==== DATA ====
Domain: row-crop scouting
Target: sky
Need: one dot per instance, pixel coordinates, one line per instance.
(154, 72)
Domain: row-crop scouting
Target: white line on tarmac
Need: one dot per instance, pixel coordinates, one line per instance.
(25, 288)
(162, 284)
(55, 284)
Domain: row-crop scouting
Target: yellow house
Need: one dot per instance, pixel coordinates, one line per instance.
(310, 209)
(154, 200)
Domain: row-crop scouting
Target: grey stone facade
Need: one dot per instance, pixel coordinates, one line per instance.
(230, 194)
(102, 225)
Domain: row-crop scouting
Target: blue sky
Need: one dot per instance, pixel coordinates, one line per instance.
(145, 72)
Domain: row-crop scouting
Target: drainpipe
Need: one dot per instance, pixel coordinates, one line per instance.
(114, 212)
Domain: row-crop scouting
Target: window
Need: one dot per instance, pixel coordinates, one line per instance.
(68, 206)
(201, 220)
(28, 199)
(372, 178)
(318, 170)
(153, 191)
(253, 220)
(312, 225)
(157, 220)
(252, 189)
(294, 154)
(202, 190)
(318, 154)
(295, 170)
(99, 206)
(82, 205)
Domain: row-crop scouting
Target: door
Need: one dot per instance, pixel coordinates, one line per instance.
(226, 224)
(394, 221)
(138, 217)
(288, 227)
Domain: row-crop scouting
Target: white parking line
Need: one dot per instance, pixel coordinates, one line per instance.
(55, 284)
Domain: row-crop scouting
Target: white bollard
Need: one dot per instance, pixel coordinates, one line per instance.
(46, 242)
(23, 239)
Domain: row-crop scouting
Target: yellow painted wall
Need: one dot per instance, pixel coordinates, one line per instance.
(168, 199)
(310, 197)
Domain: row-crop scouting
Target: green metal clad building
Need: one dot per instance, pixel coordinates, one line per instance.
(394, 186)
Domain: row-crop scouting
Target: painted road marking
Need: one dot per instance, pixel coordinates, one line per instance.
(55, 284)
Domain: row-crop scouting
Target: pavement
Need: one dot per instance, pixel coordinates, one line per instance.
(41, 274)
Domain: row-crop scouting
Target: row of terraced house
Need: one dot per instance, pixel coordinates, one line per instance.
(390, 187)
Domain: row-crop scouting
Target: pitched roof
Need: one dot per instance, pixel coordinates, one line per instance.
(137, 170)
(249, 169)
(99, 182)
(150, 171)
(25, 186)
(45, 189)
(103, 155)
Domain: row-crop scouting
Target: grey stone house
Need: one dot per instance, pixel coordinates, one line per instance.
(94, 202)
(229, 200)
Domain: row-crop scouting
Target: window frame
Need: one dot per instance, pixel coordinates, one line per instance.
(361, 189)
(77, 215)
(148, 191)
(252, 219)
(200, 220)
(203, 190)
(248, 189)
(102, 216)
====
**ACTION ITEM:**
Word for word, write out each of the records above.

**ANSWER BELOW:**
Domain: row-crop scouting
Target: sky
Need: one dot per instance, pixel coordinates, one line per instance.
(154, 72)
Domain: row-crop scouting
Target: white line on tarmac
Need: one dot per instance, pixel coordinates, one line per instance.
(25, 288)
(162, 284)
(55, 284)
Domain: row-crop scouting
Target: yellow house
Need: one dot per instance, pixel coordinates, one line per instance.
(310, 209)
(154, 200)
Domain: row-crop scouting
Target: grey stone facade
Need: one dot per instance, pixel coordinates, one line per instance.
(230, 194)
(102, 225)
Domain: row-crop scouting
Target: blue sky
Need: one dot per instance, pixel coordinates, one line per instance.
(145, 72)
Domain: row-crop scouting
Target: drainpipe
Need: one dot per instance, pixel coordinates, one line per instance.
(114, 212)
Domain: row-crop scouting
Target: window
Need: one dot per instance, pixel coordinates, one line per instance.
(68, 206)
(201, 220)
(28, 199)
(372, 178)
(318, 170)
(153, 191)
(253, 220)
(312, 225)
(157, 220)
(252, 189)
(294, 154)
(202, 190)
(318, 154)
(295, 170)
(99, 206)
(82, 205)
Domain: row-crop scouting
Target: door
Need: one dot per instance, pixel coordinates, one line per instance.
(226, 224)
(394, 221)
(138, 217)
(288, 227)
Domain: row-crop scouting
Target: white parking line
Need: one dot per instance, pixel coordinates, one line per instance.
(55, 284)
Domain: row-crop scouting
Target: white bollard
Need: one dot per instance, pixel coordinates, one line per instance.
(46, 242)
(23, 239)
Domain: row-crop scouting
Target: yellow painted wall
Need: one dot per instance, pixel coordinates, one line per instance.
(168, 199)
(310, 197)
Domain: row-crop scouting
Target: green metal clad building
Need: one dot per instance, pixel coordinates, one line per instance.
(394, 186)
Domain: row-crop scouting
Target: painted road marking
Need: one dot per instance, pixel coordinates, one line per instance.
(55, 284)
Domain: row-crop scouting
Target: pavement
Need: one dot per instance, pixel coordinates, one line per instance.
(41, 274)
Domain: row-crop scouting
Target: row of terraced house
Need: one dot per instance, pixel coordinates, one line per instance.
(390, 187)
Domain: row-crop scouting
Target: pitched roof
Need: one dot per instance, pixel coordinates, one line per instance.
(137, 170)
(249, 169)
(99, 182)
(150, 171)
(25, 186)
(45, 189)
(103, 155)
Domain: row-crop scouting
Target: grey stone house
Need: one dot per instance, pixel coordinates, one line per instance.
(94, 202)
(229, 200)
Domain: row-crop scouting
Target: window frame
Need: one dot per instance, pixel coordinates, one line per instance.
(361, 189)
(77, 215)
(148, 191)
(252, 219)
(200, 220)
(203, 190)
(248, 189)
(102, 216)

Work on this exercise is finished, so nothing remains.